**Exercise:**
Copy out all the rows below with every "Circle" changed to "Outline", leaving everything else as it is and omitting the pictures.

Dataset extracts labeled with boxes

-------------------------

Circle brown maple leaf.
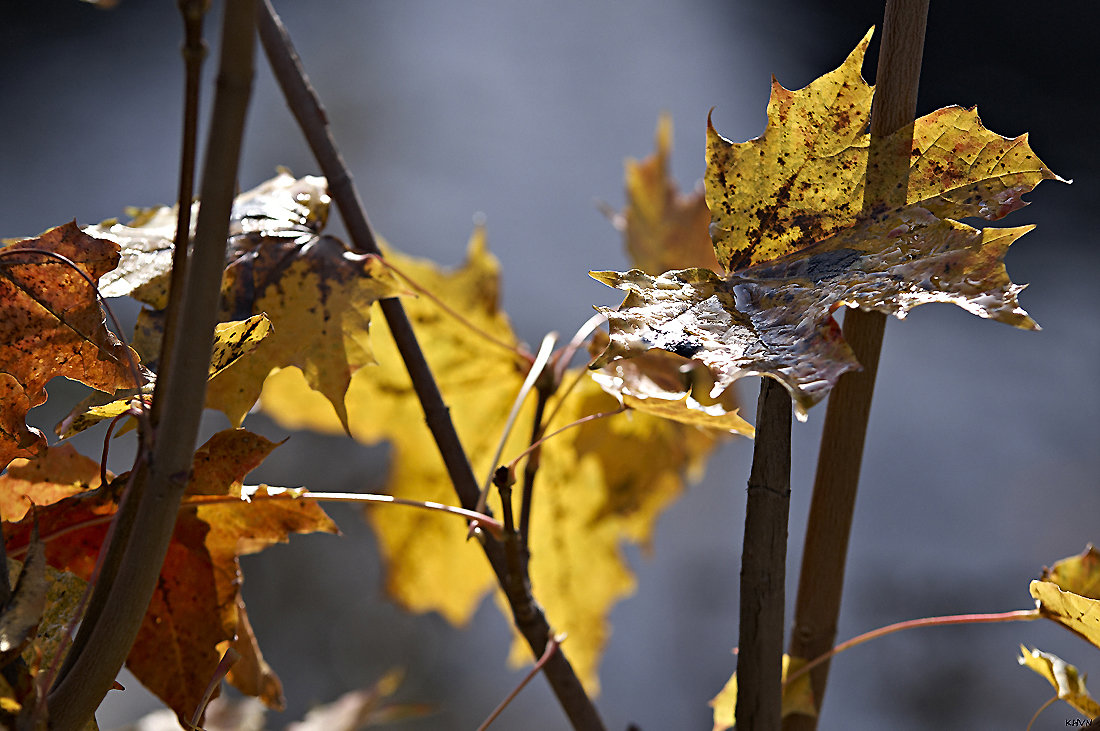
[0,223,141,465]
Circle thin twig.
[48,0,255,729]
[259,0,605,729]
[153,0,210,428]
[735,378,791,731]
[783,609,1043,686]
[375,256,535,366]
[783,0,928,731]
[474,332,558,512]
[508,406,629,470]
[477,634,565,731]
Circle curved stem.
[783,609,1043,685]
[259,5,605,730]
[48,0,255,730]
[475,333,558,512]
[375,255,535,366]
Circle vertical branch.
[48,0,255,729]
[735,378,791,731]
[153,0,209,393]
[257,0,604,730]
[783,0,928,731]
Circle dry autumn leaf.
[1031,545,1100,647]
[0,223,139,466]
[612,114,717,274]
[54,314,272,439]
[261,230,717,688]
[1016,645,1100,719]
[88,169,402,427]
[593,29,1058,419]
[4,430,337,719]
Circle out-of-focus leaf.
[0,223,139,465]
[0,535,50,667]
[710,653,817,731]
[1016,645,1100,720]
[262,231,719,688]
[0,444,99,522]
[1031,544,1100,647]
[613,114,717,274]
[4,430,337,719]
[592,34,1059,419]
[286,669,433,731]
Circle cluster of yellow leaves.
[261,230,730,688]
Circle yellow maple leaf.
[708,31,1059,272]
[1016,645,1100,719]
[261,230,717,689]
[591,34,1059,419]
[613,114,717,274]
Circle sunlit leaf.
[0,223,139,465]
[1016,645,1100,719]
[592,29,1058,419]
[262,231,718,688]
[613,114,717,274]
[4,430,337,719]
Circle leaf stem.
[783,0,928,731]
[477,634,565,731]
[735,378,791,731]
[48,0,255,730]
[475,332,558,512]
[375,256,535,366]
[259,5,605,730]
[783,609,1043,685]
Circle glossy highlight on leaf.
[3,430,338,719]
[590,29,1060,420]
[261,229,721,689]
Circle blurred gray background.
[0,0,1100,731]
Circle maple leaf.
[4,430,337,719]
[1031,545,1100,647]
[589,115,754,436]
[612,114,717,274]
[261,230,717,689]
[89,169,403,427]
[0,223,139,465]
[84,202,199,310]
[592,29,1059,419]
[1016,645,1100,719]
[54,314,272,439]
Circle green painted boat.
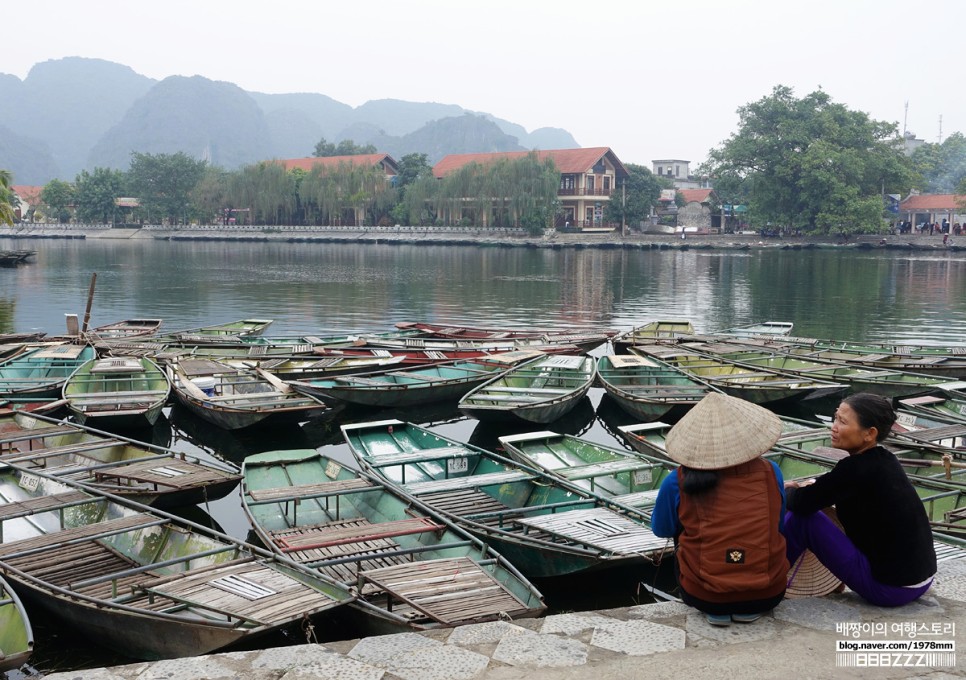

-------------------------

**Solution to this exercise:**
Outline brown maple leaf.
[0,223,141,465]
Outline thin twig.
[48,0,255,729]
[259,0,605,729]
[153,0,210,428]
[735,378,791,731]
[783,609,1043,686]
[375,256,535,366]
[783,0,928,731]
[474,332,558,512]
[508,406,629,470]
[477,634,565,731]
Outline curved stem.
[783,609,1043,685]
[259,5,605,730]
[48,0,255,730]
[475,333,558,512]
[375,255,535,366]
Outline vertical branch.
[48,0,255,729]
[735,378,791,731]
[153,0,209,393]
[257,0,604,730]
[783,0,928,731]
Outline dry autumn leaf.
[1031,545,1100,647]
[0,223,139,466]
[612,114,717,274]
[54,314,272,439]
[261,230,717,688]
[1016,645,1100,719]
[88,169,402,427]
[593,29,1058,419]
[4,430,337,719]
Outline out-of-focus leaf.
[0,223,139,465]
[0,535,50,667]
[710,653,817,731]
[1016,645,1100,720]
[262,231,719,688]
[0,444,99,522]
[1031,544,1100,647]
[613,114,717,274]
[4,430,337,719]
[592,34,1059,419]
[286,669,433,731]
Outline cluster of yellow leaves.
[261,230,730,688]
Outline yellow maple leaf.
[708,31,1059,272]
[1016,645,1100,719]
[261,230,717,689]
[591,34,1059,419]
[613,114,717,274]
Outline sunlit leaf.
[0,223,139,465]
[1016,645,1100,719]
[592,29,1058,419]
[262,231,718,688]
[613,114,717,274]
[4,430,337,719]
Outline leaf stem.
[783,0,928,731]
[477,634,565,731]
[735,378,791,731]
[48,0,255,730]
[475,332,558,512]
[375,256,535,366]
[259,5,605,730]
[783,609,1043,685]
Outline glossy highlight on leaf.
[3,430,338,719]
[590,29,1060,420]
[261,229,721,689]
Outline blurred gray background.
[0,0,1100,731]
Outline maple leaf.
[4,430,337,719]
[1031,545,1100,647]
[589,115,754,436]
[612,114,717,274]
[261,230,717,689]
[89,169,403,427]
[0,223,139,465]
[84,202,199,310]
[592,29,1059,419]
[1016,645,1100,719]
[54,314,272,439]
Outline green painted boat.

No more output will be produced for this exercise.